• **Material provided**:
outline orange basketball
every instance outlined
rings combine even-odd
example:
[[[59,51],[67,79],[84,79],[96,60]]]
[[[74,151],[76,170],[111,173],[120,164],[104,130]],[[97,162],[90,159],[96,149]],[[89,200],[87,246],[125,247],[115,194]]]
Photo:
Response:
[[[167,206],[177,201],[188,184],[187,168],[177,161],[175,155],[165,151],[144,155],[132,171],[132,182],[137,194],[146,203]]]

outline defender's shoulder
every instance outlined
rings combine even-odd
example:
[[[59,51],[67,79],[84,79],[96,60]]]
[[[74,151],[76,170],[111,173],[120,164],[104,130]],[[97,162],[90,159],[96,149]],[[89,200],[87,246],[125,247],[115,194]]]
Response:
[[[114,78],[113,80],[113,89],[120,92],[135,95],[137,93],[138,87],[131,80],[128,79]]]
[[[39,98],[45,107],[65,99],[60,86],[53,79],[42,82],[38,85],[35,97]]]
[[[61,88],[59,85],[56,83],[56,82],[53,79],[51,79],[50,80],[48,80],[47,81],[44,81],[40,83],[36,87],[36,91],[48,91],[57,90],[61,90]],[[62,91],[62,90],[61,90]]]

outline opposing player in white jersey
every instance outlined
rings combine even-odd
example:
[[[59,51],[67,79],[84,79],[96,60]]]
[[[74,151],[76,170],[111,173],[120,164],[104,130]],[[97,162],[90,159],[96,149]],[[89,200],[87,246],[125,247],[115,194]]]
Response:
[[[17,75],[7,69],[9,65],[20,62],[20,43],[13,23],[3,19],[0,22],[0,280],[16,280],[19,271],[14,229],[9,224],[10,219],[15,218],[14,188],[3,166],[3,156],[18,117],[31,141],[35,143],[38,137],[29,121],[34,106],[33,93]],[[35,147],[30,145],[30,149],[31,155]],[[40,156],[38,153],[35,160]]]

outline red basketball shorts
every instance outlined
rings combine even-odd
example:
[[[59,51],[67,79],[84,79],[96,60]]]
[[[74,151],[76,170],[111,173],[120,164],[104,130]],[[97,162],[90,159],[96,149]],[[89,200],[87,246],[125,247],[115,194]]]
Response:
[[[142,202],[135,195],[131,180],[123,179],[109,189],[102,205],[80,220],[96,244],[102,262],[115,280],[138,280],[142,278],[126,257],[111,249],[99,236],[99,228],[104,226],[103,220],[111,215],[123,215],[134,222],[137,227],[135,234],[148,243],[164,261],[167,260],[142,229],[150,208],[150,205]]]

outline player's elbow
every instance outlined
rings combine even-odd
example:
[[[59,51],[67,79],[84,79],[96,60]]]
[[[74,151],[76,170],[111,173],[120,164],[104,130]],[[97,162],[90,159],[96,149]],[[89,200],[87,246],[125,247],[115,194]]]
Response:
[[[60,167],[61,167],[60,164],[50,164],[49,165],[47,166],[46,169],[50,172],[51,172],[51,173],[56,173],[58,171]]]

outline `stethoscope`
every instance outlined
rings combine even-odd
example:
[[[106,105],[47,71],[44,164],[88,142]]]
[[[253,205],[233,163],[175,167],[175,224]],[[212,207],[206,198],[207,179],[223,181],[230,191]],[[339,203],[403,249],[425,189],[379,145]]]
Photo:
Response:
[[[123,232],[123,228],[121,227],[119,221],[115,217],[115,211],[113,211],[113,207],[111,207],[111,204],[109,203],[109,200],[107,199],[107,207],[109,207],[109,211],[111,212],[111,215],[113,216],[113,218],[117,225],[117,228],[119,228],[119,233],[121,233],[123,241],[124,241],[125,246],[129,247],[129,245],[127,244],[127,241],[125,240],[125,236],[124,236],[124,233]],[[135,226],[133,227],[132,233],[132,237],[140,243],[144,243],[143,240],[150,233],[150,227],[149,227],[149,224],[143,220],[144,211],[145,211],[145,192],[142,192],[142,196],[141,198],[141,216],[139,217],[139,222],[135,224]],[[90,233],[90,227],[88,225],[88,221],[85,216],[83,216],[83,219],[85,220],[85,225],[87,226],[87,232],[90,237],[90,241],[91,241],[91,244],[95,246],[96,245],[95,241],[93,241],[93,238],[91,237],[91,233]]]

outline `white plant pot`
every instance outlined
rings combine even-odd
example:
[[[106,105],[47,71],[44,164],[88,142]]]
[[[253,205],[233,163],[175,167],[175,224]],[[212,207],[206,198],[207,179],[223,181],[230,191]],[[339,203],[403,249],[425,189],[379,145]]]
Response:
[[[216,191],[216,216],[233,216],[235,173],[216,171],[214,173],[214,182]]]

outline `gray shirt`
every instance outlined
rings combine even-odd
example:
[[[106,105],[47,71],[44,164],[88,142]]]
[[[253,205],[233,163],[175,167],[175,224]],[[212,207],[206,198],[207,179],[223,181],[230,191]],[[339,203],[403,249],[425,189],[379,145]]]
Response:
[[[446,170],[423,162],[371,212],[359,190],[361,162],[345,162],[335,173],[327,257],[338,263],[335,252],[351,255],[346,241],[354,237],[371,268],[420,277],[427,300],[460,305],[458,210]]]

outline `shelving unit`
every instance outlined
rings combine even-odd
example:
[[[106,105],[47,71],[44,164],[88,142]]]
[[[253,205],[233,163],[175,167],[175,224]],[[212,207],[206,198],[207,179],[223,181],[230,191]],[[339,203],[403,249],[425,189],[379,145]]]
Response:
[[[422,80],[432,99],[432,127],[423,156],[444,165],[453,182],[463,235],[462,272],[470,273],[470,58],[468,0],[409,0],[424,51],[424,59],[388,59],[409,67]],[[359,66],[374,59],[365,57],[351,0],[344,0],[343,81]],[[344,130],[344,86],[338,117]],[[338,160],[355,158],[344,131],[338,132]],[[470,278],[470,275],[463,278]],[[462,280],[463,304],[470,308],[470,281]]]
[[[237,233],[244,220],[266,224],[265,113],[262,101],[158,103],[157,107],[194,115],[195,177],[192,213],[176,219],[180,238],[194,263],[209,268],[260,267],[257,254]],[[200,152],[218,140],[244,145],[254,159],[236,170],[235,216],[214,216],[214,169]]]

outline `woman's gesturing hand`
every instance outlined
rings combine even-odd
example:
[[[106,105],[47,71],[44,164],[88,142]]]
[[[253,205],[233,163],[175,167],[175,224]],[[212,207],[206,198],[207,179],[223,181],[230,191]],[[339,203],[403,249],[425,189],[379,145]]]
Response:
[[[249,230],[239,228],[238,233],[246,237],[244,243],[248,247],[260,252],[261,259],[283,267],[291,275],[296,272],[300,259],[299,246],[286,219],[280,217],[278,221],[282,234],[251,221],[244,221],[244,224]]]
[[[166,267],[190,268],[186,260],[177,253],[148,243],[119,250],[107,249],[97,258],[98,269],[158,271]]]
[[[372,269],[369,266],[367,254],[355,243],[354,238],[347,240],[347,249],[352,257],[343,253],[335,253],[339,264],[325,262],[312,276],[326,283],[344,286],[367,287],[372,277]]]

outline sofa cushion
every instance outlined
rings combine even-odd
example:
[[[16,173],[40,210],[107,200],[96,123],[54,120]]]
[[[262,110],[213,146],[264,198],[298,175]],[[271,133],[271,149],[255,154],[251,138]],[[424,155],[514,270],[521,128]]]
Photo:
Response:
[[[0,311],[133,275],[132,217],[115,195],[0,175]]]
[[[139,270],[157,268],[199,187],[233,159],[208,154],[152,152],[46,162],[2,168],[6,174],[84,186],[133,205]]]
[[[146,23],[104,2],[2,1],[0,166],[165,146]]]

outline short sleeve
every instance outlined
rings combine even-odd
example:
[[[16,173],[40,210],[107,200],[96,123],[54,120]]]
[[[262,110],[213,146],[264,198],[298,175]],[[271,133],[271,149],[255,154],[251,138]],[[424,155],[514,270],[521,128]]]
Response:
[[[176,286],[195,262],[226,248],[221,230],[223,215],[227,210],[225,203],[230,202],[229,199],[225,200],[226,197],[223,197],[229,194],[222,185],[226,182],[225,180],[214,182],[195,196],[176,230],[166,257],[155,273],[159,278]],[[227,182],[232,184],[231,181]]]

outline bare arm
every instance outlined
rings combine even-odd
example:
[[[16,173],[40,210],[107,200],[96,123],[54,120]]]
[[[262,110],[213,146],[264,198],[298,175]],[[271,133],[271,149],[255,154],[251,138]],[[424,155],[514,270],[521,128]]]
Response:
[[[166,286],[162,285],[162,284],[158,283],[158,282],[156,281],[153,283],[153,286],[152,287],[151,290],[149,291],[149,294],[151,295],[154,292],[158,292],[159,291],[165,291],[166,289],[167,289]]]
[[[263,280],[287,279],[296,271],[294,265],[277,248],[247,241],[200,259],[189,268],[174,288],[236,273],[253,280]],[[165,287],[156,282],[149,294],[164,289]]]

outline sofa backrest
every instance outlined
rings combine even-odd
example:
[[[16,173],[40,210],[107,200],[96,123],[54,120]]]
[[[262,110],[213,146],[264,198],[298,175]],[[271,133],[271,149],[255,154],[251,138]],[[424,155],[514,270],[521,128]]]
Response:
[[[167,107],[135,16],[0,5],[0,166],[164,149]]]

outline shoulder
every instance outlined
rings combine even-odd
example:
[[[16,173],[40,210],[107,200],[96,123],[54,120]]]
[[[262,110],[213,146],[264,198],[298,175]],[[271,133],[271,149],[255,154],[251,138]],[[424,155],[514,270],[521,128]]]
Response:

• **Aim of the task**: Turn the part of the material that opens with the line containing "outline sofa backrest" and closes with the last line of the material into a numbered list, one line per item, and leave out blank lines.

• **Right answer**:
1. outline sofa backrest
2. every instance outlined
3. rings combine even-odd
4. example:
5. [[[16,173],[40,210],[107,200],[96,123],[54,120]]]
6. [[[262,110],[213,146],[264,198],[298,175]],[[271,133],[271,149],[255,154],[251,138]],[[424,155],[514,270],[521,128]]]
7. Response:
8. [[[167,107],[135,16],[0,5],[0,166],[164,149]]]
9. outline shoulder
10. every instance outlined
11. rings combine even-odd
12. example:
13. [[[16,173],[40,210],[107,200],[96,123],[54,120]]]
14. [[[262,110],[213,146],[264,198],[298,175]],[[271,133],[271,149],[255,154],[251,138]],[[424,155],[514,270],[521,128]]]
15. Response:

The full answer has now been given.